EXERCISES
• A. List, in the order given, each form of breathing support that the account of Charlotte's premature birth below says she moved through.
• B. Write a continuation of the account of Charlotte's premature birth below, starting after its last sentence.

TEXT FOR ANALYSIS
_ _ _ _
Charlotte Poppy Hope was born at 13:27pm on April 11th 2017 weighing just 518 grams (1lb 2ozs). Born early at 24 weeks and two days after my waters broke at 19 weeks and six days, Charlotte was born via an emergency caesarean section under general anaesthetic and taken straight away to the NICU unit at QA.
The month between my waters breaking and Charlotte being born was spent on bed rest at home and admissions to my local hospital to ensure the best chance of continuing with the pregnancy and to monitor how the baby was progressing, plus to check for any potential issues. This was a stressful and difficult time for us all as we tried to have some normality for my other daughter, four-year-old Skye.
The day Charlotte decided she was ready to be born was no straight forward event and I am so grateful that I was already on the maternity ward at QA after a particularly heavy bleed a few days previously.
Charlotte decided to make a speedy exit commencing with a prolapsed cord (where your umbilical cord comes out!) whilst I was in the shower. After a frightening and emotional few minutes, I was whisked away to the operating theatre to have an emergency c-section. There were a huge number of staff around me, a team to care for the baby and a team to care for me. I was told there was a chance the baby wouldn’t survive due to the early gestation and lack of development but it was imperative that she was delivered immediately due to a risk to both me and her.
After waking up in recovery I was moved to a room where my partner had been waiting nervously. We were given a card with Charlotte’s picture and details of her weight and time of delivery and it was hard to imagine what the journey ahead had in store. All we knew at this point was that she had been born and was in an incubator in intensive care. My partner was then given the opportunity to go and see her which he did but unfortunately, I wasn’t able to go as I was still recovering from the procedure. When he returned, he showed me pictures of her. It was surreal seeing this tiny little red being, connected to tubes and monitors as our daughter.
Later that evening one of the staff wheeled me round to go and meet Charlotte for the first time. It was a completely unreal experience, seeing this tiny baby attached to so many wires and monitors, in an incubator looking so helpless. The noises of the beeping and humming machines were to become the soundtrack to our lives over the next few months.
The staff at QA and in particular the teams on NICU became like a family to me as I adjusted to life as a mum of a preemie. From the nurses, the doctors, the ward clerks, the maternity assistants and support workers through to the cleaners and housekeepers I was made to feel welcome and informed of what was going on at all times.
Altogether Charlotte spent just over 16 weeks in hospital, 14 of those on the NICU unit at QA. She spent 41 days on a ventilator and it was five weeks before I could have my first cuddle with her. As time progressed Charlotte’s health was up and down, some days she was doing well and was needing less oxygen, other days she would be struggling and would need more help to breathe. Every day was different and could change so quickly. Gradually she was strong enough to move from the ventilator to Bi-pap, C-pap, High Flow and eventually Low Flow. Each time a milestone was reached it gave us a fantastic feeling of hope and excitement for the future.
_ _ _ _
DATA

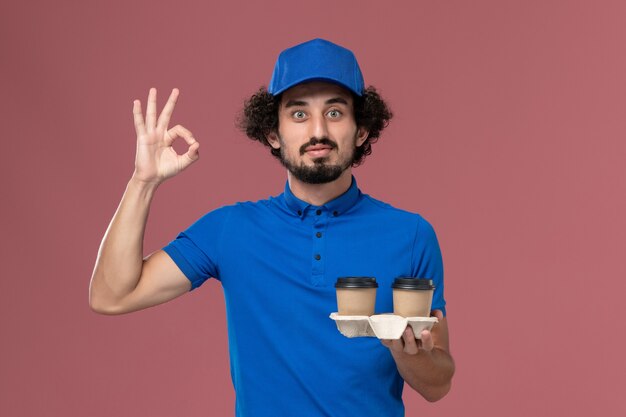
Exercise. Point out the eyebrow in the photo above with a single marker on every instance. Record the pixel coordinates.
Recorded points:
(293, 103)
_ _ _ _
RESPONSES BY TASK
• A. Ventilator, Bi-pap, C-pap, High Flow, Low Flow

• B.
During her time in NICU, Charlotte picked up two infections, Sepsis and E- Coli. These were scary times as these can lead to her health deteriorating further and in some cases can be fatal. She had to be monitored even more closely but thankfully with the right medical care and antibiotics she was able to beat them.
Being in NICU as a parent to a premature baby was a really challenging time as you feel like you are existing in a type of bubble whilst the normal world continues all around you. I experienced a whole range of emotions including fear, sadness, excitement, guilt, disengagement and helplessness as our journey continued.
Charlotte had a total of 13 blood transfusions and spent 93 days in an incubator before finally moving into an open cot where I was then able to give her her first bath. We were one of the longest standing patients at the time having spent 100 days in NICU before moving back to our local hospital as she got bigger and better. Without a doubt I had learnt so much from our time in NICU, including understanding the importance of blood gases, oxygen requirements, numbers, ROP and infection control.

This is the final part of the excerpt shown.